# TEXTE À LIRE
_ _ _ _
Mai 68 : Rezé dans la révolte
(mai 2018)

Le 15 mars 1968, Le Monde publie un article « Quand la France s’ennuie … ». Certains y verront l’annonce des événements de Mai 68. Est-ce que Rezé s’ennuie à cette époque ? Que se passe-t-il en mai 68 ?

© CHT

Printemps 1967. À Nantes, la révolte gronde sur le campus. Il est question de supprimer ou diminuer les bourses d’études. Du côté des syndicats, la mobilisation est forte pour protester contre le gouvernement qui veut modifier le fonctionnement de la Sécurité sociale. Des cités universitaires sont occupées. Le rectorat aussi. Les ouvriers marchent dans la rue. Les raisons de la colère grandissent. Jusqu’à ce 14 mai 1968. À Bouguenais.
_ _ _ _
# DONNÉES FOURNIES

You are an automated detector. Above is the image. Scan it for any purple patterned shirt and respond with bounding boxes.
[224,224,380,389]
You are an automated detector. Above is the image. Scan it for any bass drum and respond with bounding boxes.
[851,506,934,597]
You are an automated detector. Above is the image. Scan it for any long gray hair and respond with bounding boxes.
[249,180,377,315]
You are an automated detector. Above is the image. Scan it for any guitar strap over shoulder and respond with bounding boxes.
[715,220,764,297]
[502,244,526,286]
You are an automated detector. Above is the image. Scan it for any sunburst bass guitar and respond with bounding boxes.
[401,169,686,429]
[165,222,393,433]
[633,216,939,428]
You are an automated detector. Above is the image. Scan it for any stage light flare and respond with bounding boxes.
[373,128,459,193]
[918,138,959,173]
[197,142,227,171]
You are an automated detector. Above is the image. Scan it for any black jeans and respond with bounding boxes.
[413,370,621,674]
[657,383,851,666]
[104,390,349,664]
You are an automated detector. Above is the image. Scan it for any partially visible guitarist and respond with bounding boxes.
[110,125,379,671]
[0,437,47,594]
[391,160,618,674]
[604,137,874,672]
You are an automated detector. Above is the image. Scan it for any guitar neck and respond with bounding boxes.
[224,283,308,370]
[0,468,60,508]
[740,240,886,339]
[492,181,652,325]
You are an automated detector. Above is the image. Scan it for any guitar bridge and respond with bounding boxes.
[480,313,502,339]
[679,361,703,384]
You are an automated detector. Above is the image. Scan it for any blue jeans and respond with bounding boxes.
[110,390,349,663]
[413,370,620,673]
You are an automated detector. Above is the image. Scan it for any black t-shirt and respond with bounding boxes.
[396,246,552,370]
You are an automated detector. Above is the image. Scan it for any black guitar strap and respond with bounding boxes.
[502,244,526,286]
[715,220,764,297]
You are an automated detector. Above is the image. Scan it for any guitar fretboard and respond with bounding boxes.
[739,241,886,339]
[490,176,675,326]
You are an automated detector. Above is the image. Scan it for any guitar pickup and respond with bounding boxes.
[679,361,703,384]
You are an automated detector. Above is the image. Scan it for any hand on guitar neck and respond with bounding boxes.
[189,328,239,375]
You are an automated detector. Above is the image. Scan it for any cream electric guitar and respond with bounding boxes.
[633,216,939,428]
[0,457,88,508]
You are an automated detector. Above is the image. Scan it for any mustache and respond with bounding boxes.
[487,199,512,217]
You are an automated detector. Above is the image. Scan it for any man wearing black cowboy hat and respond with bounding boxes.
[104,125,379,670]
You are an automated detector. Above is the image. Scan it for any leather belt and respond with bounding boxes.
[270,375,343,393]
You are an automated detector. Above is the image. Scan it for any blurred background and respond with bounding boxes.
_ _ _ _
# TRAVAIL DEMANDÉ
Veuillez relever tous les noms de lieux cités dans le texte sur Mai 68 à Rezé. Appuyez-vous uniquement sur le texte pour répondre.

# RÉSULTAT DE L'EXERCICE
Rezé, France, Nantes, Bouguenais